Exercise details: Please state how many lines in the records that follow include "below", with no other output.

────────────────

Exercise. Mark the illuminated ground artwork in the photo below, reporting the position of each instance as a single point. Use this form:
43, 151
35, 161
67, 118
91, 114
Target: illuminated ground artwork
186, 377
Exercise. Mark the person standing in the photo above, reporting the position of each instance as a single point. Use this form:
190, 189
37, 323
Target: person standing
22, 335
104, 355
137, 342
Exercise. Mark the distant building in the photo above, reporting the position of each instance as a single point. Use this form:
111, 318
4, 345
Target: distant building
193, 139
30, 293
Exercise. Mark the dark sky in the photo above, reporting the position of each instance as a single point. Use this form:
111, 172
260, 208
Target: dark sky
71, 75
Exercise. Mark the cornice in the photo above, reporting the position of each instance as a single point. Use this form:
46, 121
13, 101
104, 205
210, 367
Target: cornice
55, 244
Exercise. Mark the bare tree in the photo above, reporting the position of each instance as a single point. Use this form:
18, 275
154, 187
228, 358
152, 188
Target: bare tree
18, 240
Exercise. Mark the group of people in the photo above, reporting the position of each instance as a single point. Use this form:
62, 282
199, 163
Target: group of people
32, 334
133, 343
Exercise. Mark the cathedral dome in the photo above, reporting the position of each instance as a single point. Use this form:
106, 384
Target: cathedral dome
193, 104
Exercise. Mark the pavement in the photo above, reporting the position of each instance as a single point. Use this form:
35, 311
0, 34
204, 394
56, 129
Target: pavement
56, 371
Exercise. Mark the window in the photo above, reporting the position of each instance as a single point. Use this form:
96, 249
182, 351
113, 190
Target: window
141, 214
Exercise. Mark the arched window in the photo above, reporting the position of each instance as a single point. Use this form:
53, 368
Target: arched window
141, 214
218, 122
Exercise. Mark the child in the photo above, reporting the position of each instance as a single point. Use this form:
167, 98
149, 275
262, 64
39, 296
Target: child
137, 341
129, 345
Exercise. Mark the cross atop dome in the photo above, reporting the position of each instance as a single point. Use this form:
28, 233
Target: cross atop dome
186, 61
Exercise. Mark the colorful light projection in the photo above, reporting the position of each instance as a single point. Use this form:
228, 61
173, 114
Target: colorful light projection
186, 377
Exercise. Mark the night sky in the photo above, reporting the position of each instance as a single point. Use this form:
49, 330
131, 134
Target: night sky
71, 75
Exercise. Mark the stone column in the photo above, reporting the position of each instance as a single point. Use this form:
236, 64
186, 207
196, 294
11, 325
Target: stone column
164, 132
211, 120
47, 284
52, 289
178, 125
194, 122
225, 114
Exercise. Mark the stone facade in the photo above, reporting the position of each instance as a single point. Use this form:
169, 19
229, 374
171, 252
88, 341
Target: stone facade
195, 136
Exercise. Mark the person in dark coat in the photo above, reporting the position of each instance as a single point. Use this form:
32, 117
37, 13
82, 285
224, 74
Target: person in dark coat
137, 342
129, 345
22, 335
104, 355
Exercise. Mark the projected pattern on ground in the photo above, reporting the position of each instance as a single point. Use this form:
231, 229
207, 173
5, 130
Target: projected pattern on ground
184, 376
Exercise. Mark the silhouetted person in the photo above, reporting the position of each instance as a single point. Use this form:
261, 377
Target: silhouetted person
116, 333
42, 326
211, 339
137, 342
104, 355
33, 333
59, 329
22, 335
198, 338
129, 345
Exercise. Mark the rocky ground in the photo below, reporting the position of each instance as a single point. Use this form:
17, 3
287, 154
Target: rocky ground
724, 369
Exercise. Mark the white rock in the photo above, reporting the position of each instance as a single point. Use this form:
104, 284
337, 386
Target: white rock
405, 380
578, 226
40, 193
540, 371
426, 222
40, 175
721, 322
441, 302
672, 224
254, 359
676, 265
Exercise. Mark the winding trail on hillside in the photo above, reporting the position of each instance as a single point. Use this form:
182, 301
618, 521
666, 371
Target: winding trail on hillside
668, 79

────────────────

Solution: 2